Top of Given passage
It starts with a casual aside; a set of syllables that should dissolve into the ether like wisps of breath on a mid-winter morning. Yet these words hang heavy in the air like the dense smell of oven gas.
‘Are you going home for Christmas?’
‘Yes, back to grey Leicester!’ I reply.
‘So, you’ll be seeing your Mum and Dad and stuff?’
‘Oh, well, I’m an orphan so I’ll be staying with other family.’
(A slight pause in which the other person’s eyes widen and their face is cloaked in shock.)
‘Oh my god, I am so sorry!’
This conversation, around Christmas and all manner of other scenarios — general family history, where I grew up, even something as stupid as Mother’s and Father’s Day — has happened countless times. As I write this on 13th November, it has happened twice in the last three days — once literally about going home for Christmas and the other when I was getting to know a new co-worker.
My parents both died in the same year when I was 16; my Dad first in February and then my Mum eight months later. Relentless alcoholism did it for my Dad, while my Mum succumbed to that great guardian of mortality: cancer. I’m a journalist and librarian, and in my previous blogs for InSPIre the Mind I wrote about somewhat more conventional mental health topics — eating disorders and emotional regulation. This piece is more esoteric; I’m not focussing on the grief or trauma of being an orphan, more on how it affects my relationships to other people, how something so unusual creates its own anxiety.
It would be a stretch to say that being an orphan clouds every conversation I have with every new person I meet, but once the discussion veers towards something that could potentially mean I have to say it, a strange anxiety grips me. Telling someone I’m an orphan doesn’t bother me; I’m not going to collapse onto the floor in a tidal wave of tears. This is not a clinical indifference on my part, only that it has been 13 years since my parents died, I have told dozens, if not hundreds of people over those years, and it has become a normal part of my reality.
Bottom of Given passage
■ **Check your understanding**
[1] Translate this sentence from the essay about being an orphan into German: "Telling someone I’m an orphan doesn’t bother me; I’m not going to collapse onto the floor in a tidal wave of tears."
[2] Reproduce the essay on being an orphan word for word from "It starts with" to "a new co-worker.".
[3] Carry on the essay about being an orphan from the point where it stops.
Top of Data records
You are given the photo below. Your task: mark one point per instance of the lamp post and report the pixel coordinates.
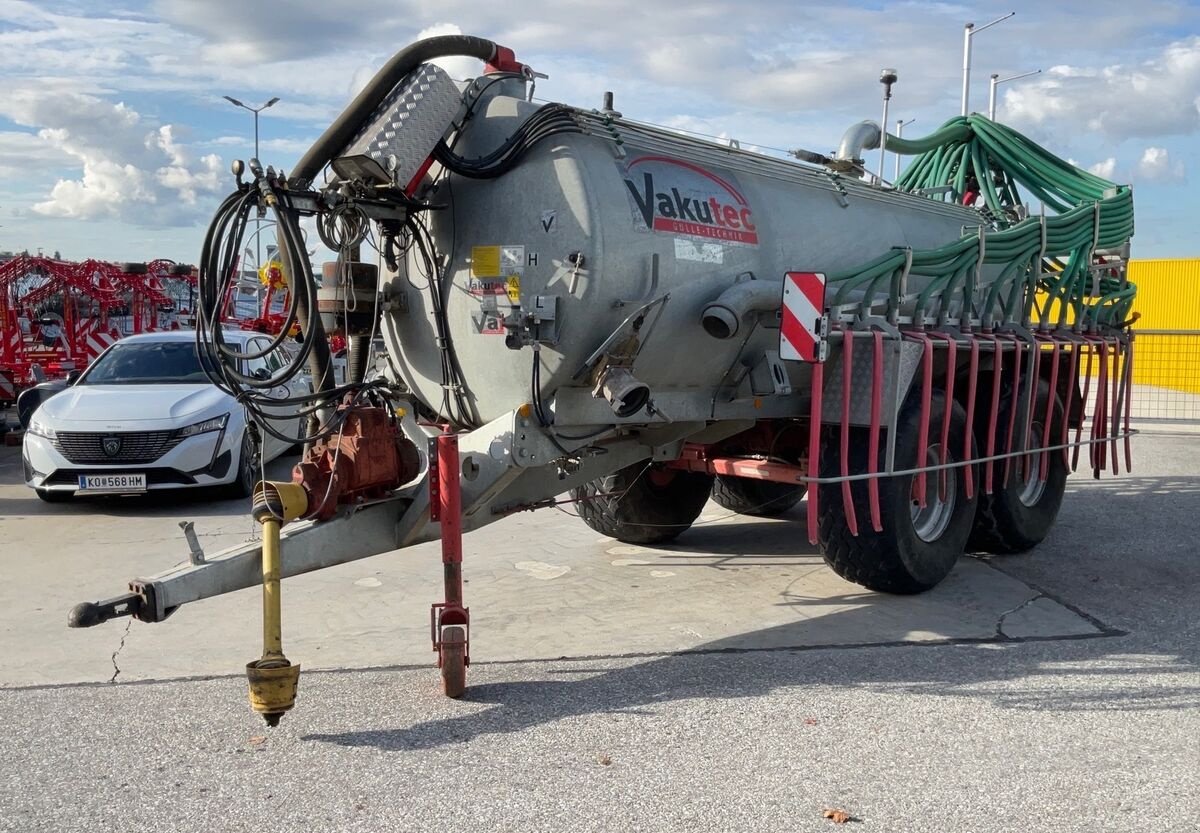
(900, 126)
(887, 77)
(258, 228)
(996, 81)
(967, 31)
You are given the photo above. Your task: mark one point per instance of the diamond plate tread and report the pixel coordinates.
(409, 121)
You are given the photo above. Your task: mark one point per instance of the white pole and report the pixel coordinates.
(967, 31)
(887, 77)
(966, 64)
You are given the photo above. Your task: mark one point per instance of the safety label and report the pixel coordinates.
(700, 252)
(485, 261)
(802, 331)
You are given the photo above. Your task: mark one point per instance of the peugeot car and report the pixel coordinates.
(144, 417)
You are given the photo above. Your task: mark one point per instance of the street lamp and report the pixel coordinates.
(996, 81)
(900, 126)
(887, 77)
(258, 228)
(967, 31)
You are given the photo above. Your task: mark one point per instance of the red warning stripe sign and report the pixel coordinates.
(799, 333)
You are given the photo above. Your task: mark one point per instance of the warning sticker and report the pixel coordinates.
(700, 252)
(485, 261)
(511, 257)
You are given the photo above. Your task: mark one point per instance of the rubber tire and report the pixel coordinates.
(247, 475)
(454, 663)
(1003, 525)
(761, 498)
(895, 559)
(645, 504)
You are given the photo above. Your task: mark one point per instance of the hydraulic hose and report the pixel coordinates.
(346, 126)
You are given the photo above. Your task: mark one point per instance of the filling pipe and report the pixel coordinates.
(723, 317)
(342, 131)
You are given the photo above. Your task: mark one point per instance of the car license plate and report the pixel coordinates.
(112, 483)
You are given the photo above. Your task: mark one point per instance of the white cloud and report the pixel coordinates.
(1107, 168)
(1155, 97)
(1156, 165)
(130, 171)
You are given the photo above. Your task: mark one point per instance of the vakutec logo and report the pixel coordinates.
(720, 213)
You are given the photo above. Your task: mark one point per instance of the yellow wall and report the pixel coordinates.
(1168, 299)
Bottom of Data records
■ **Answers to the problems**
[1] Jemandem zu sagen, dass ich Waise bin, stört mich nicht; ich werde nicht in einer Flutwelle von Tränen auf dem Boden zusammenbrechen.

[2]
It starts with a casual aside; a set of syllables that should dissolve into the ether like wisps of breath on a mid-winter morning. Yet these words hang heavy in the air like the dense smell of oven gas.
‘Are you going home for Christmas?’
‘Yes, back to grey Leicester!’ I reply.
‘So, you’ll be seeing your Mum and Dad and stuff?’
‘Oh, well, I’m an orphan so I’ll be staying with other family.’
(A slight pause in which the other person’s eyes widen and their face is cloaked in shock.)
‘Oh my god, I am so sorry!’
This conversation, around Christmas and all manner of other scenarios — general family history, where I grew up, even something as stupid as Mother’s and Father’s Day — has happened countless times. As I write this on 13th November, it has happened twice in the last three days — once literally about going home for Christmas and the other when I was getting to know a new co-worker.

[3]
Rather, it is the other person’s reaction I most fear, and what fills my stomach with a sickly apprehension.
How awkward will it be? Will they get upset? How uncomfortable will it get?
I am throwing a grenade of intensity into what may have been the blandest phatic conversation.
People’s reactions are so uniform, it actually makes me laugh a little, which doesn’t exactly help the situation. Their eyes go wide in shock, and they start stammering apologies. If they ask a simple follow up question that results in me telling them it happened in the same year, their eyes somehow go wider, an awkward silence forms and it’s clear their mind contains one single thought: ‘****’
A (Very) Brief History of Coming Out
The phrase ‘coming out’ is indelibly associated with the LGBTQ+ community, and it’s common understanding refers to somebody revealing their sexual identity to others, with the popular cultural depiction being gay people coming out to their parents.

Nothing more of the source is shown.